> **SHORT EXERCISE**: Give back the line where "of the window" appears and all the lines after it until the listing ends, unchanged and with nothing else.

(Pointing dataset records)
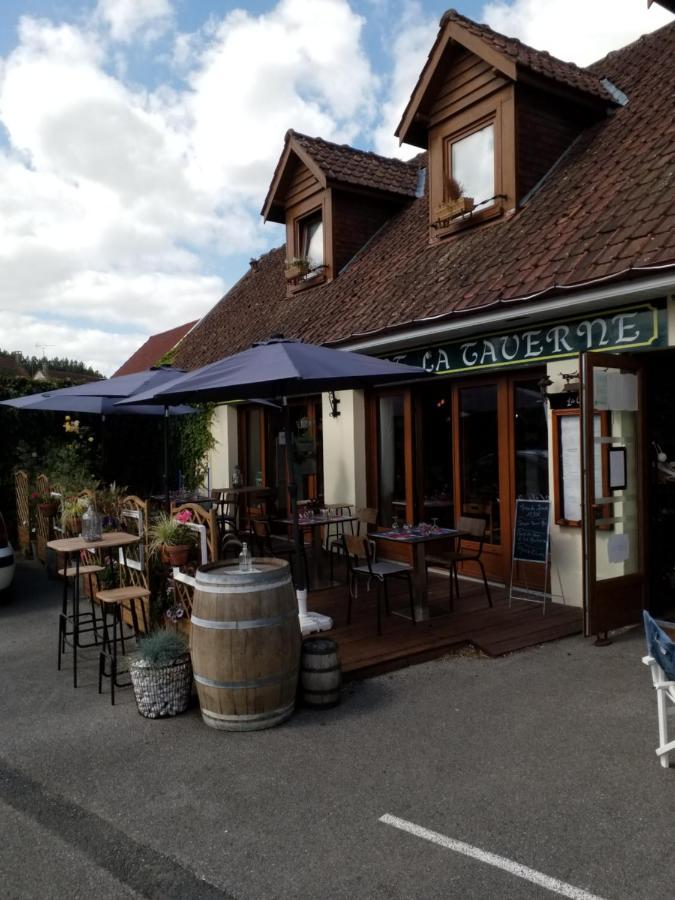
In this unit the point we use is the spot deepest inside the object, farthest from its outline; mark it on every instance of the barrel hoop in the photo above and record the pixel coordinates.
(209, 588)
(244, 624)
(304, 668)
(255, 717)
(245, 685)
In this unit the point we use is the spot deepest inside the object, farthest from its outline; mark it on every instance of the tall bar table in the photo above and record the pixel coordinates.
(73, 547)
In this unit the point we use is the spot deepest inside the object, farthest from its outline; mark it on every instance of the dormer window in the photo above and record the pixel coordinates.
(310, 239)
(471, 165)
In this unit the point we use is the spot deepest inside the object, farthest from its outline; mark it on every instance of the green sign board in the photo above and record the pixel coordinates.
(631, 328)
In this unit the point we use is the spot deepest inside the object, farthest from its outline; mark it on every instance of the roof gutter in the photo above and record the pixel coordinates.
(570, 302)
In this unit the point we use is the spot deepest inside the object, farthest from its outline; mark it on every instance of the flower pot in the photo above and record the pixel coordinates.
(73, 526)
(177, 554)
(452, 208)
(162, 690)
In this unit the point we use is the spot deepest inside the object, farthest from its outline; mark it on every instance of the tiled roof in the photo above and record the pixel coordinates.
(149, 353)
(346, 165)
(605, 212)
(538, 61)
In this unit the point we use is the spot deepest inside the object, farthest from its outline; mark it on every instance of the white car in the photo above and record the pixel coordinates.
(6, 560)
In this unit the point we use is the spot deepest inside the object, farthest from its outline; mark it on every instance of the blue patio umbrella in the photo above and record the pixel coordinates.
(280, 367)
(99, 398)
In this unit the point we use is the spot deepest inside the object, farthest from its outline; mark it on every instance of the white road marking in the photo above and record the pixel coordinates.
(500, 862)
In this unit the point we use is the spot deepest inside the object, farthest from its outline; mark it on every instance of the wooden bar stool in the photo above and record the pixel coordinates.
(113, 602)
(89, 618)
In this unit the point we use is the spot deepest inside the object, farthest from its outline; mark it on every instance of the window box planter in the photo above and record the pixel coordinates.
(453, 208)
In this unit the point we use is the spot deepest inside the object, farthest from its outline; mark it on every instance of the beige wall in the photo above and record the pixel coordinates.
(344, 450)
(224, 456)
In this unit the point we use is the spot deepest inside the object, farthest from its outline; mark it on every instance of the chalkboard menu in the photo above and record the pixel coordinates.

> **THE SOLUTION**:
In this unit the point we use is the spot deepest inside the object, farthest from its outline; mark it on every instance of the window box planter in the photo above and record the pixel coordinates.
(453, 208)
In this unit the point we use is the spot deepest inside the object, farthest from its outline; mark it on every instance of the beige wall in the photo above and record the pixel coordinates.
(344, 450)
(224, 456)
In this unit the point we use is the spot deepest inside the object, farthest from its outline; mark it on every instance of the chalkboard menu in the photo above and record the pixel coordinates.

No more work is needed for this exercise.